• [PROBLEM STATEMENT]: A complete, unaltered copy of the listing is needed. Write it out.

• [DATA TO EXAMINE]:
=== Section Start ===

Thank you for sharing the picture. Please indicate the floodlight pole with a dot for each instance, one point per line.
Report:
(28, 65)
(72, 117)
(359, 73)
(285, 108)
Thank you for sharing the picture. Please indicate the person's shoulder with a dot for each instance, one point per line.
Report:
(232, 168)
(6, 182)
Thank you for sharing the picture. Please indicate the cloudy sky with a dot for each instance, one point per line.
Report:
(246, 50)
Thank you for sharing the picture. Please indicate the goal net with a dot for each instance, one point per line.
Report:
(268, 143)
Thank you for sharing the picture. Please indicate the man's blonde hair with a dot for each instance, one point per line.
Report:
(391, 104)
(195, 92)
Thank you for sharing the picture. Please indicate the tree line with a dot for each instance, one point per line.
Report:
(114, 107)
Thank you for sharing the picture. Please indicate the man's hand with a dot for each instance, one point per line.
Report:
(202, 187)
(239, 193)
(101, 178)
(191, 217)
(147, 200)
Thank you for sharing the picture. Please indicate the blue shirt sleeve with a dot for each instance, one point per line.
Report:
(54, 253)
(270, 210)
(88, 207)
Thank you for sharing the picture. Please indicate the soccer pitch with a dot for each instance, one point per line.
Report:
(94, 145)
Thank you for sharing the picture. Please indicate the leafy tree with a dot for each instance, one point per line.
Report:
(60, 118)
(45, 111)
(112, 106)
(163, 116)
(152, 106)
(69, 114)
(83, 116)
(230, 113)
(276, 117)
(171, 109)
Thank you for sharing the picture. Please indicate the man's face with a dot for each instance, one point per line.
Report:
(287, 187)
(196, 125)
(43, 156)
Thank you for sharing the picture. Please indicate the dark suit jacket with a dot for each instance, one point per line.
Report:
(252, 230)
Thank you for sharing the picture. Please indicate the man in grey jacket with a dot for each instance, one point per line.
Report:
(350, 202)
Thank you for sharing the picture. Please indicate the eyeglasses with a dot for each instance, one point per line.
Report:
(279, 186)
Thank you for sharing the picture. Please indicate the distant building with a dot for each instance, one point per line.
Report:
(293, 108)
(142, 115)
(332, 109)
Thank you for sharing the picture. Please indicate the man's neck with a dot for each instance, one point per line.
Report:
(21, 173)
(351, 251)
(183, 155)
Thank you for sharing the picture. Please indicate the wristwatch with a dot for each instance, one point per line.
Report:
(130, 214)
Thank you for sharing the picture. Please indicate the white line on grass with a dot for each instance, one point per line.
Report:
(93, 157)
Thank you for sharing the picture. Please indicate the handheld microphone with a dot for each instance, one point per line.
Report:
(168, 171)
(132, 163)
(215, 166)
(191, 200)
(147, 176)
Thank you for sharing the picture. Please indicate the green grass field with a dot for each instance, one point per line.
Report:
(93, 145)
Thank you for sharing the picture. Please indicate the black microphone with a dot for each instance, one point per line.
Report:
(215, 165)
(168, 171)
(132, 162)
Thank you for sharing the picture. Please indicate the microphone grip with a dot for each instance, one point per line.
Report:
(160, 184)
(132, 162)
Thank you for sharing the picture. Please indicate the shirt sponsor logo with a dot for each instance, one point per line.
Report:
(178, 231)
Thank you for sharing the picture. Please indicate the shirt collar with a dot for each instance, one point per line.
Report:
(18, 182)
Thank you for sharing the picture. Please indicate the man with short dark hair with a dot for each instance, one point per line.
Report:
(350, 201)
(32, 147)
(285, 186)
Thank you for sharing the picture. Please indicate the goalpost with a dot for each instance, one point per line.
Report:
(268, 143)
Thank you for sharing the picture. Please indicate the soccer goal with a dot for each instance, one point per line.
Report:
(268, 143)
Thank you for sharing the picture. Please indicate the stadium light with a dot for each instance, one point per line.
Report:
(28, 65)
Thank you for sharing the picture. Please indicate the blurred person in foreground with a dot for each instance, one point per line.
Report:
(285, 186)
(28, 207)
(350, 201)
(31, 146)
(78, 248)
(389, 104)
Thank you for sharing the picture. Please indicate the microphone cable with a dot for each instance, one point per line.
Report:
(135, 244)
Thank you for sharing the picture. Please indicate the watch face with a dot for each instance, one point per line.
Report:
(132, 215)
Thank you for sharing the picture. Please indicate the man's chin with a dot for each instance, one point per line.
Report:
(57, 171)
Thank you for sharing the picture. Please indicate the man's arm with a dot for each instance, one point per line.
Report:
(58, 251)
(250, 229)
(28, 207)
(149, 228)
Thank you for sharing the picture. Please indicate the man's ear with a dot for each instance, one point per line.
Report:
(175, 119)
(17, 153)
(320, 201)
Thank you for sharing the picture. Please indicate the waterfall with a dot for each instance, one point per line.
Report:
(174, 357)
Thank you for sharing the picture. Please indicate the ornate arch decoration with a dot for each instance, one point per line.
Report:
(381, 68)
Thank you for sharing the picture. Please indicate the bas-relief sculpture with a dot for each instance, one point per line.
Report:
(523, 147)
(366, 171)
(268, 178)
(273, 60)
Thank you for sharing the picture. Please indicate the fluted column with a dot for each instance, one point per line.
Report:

=== Section End ===

• [EXERCISE OUTPUT]:
Thank you for sharing the picture. Please indicate the floodlight pole with a dot for each instance, one point per line.
Report:
(28, 65)
(72, 117)
(359, 73)
(285, 108)
Thank you for sharing the picture. Please indicate the person's shoulder with a dot for each instance, one point per line.
Report:
(232, 168)
(6, 182)
Thank you for sharing the picture. Please indicate the cloudy sky with a dot for each instance, one point per line.
Report:
(246, 50)
Thank you for sharing the picture. Please indicate the goal net with a dot for each instance, one point per line.
Report:
(268, 143)
Thank you for sharing the picture. Please indicate the man's blonde hair with a dot for each instance, one point per line.
Report:
(391, 104)
(195, 92)
Thank you for sharing the picture. Please indicate the tree line with a dot for each instance, one point per line.
Report:
(114, 107)
Thank you for sharing the picture. Please indicate the man's hand with a dot for each instance, one point per line.
Report:
(202, 187)
(239, 193)
(101, 178)
(191, 217)
(147, 200)
Thank you for sharing the picture. Please indicate the blue shirt sleeve with a dot for each instance, one point per line.
Report:
(54, 253)
(270, 210)
(88, 207)
Thank you for sharing the picture. Please indicate the soccer pitch with a dot for each instance, one point per line.
Report:
(94, 145)
Thank you for sharing the picture. Please indicate the leafy tree with a dot for each instance, one point per line.
Report:
(60, 118)
(45, 111)
(112, 106)
(163, 116)
(152, 106)
(69, 114)
(83, 116)
(230, 113)
(276, 117)
(171, 109)
Thank you for sharing the picture. Please indicate the man's face with a dot for each instance, one point per line.
Report:
(287, 187)
(196, 125)
(43, 156)
Thank you for sharing the picture. Please indicate the dark suit jacket with a dot for each instance, one point per line.
Report:
(252, 230)
Thank you for sharing the picture. Please indicate the man in grey jacket with a dot for each instance, one point per line.
Report:
(350, 202)
Thank you for sharing the picture. Please indicate the eyeglasses with a dot for each instance, one point per line.
Report:
(279, 186)
Thank you for sharing the picture. Please indicate the distant building with a dot for each instance, one point per line.
Report:
(293, 108)
(142, 115)
(332, 109)
Thank you for sharing the picture. Please indicate the man's neck with a dot for each instance, one point per line.
Report:
(21, 173)
(351, 251)
(183, 155)
Thank you for sharing the picture. Please indicate the wristwatch with a dot for each instance, one point per line.
Report:
(130, 214)
Thank you for sharing the picture. Please indicate the white line on grass with a dot for each instance, one point per line.
Report:
(93, 157)
Thank you for sharing the picture. Please indicate the handheld microphone with a dot for each instance, one point per line.
Report:
(168, 171)
(132, 163)
(215, 166)
(191, 200)
(147, 176)
Thank you for sharing the picture. Please indicate the green grass field with a dot for each instance, one point per line.
Report:
(93, 145)
Thank you for sharing the picture. Please indicate the black microphone with a dot for each instance, one point per line.
Report:
(215, 165)
(168, 171)
(132, 162)
Thank you for sharing the picture. Please indicate the microphone grip with a dot for each instance, one point per line.
Report:
(160, 184)
(132, 162)
Thank you for sharing the picture. Please indicate the shirt sponsor logo with a dot for each instance, one point per line.
Report:
(178, 231)
Thank you for sharing the picture. Please indicate the shirt collar with a dot for each instance, one point per line.
Report:
(18, 182)
Thank you for sharing the picture. Please indicate the man with short dark hair with a dot for each instance, one point per line.
Report:
(350, 201)
(32, 147)
(285, 186)
Thank you for sharing the picture. Please indicate the goalpost with a dot for each instance, one point per line.
Report:
(268, 143)
Thank you for sharing the picture. Please indicate the soccer goal with a dot for each instance, one point per line.
Report:
(268, 143)
Thank you for sharing the picture. Please indicate the stadium light with a dot for each instance, one point per line.
Report:
(28, 65)
Thank you for sharing the picture. Please indicate the blurred person in foreground with a dot for each instance, one point per line.
Report:
(285, 186)
(28, 207)
(350, 201)
(31, 146)
(78, 248)
(389, 104)
Thank you for sharing the picture. Please indicate the microphone cable with a dot for each instance, one point per line.
Report:
(135, 244)
Thank you for sharing the picture. Please indicate the watch face with a dot for each instance, one point per line.
Report:
(132, 215)
Thank you for sharing the picture. Please indicate the man's chin with a dot for each instance, one point per line.
Report:
(57, 171)
Thank you for sharing the picture. Please indicate the man's arm with a dot for each instance, one point per line.
Report:
(58, 251)
(250, 229)
(28, 207)
(149, 228)
Thank you for sharing the picture. Please indicate the man's ear with a dot for each instance, one point per line.
Report:
(175, 119)
(17, 153)
(320, 201)
Thank you for sharing the picture. Please indicate the waterfall with a dot for each instance, one point per line.
Report:
(174, 357)
Thank you for sharing the picture. Please indicate the ornate arch decoration with a dot for each instance, one point per line.
Report:
(381, 68)
Thank you for sharing the picture. Please indicate the bas-relief sculpture with a dot for each instance, one point per line.
Report:
(523, 147)
(366, 171)
(268, 178)
(273, 60)
Thank you for sharing the picture. Please indicate the fluted column with a dot for each instance, one point per line.
Report:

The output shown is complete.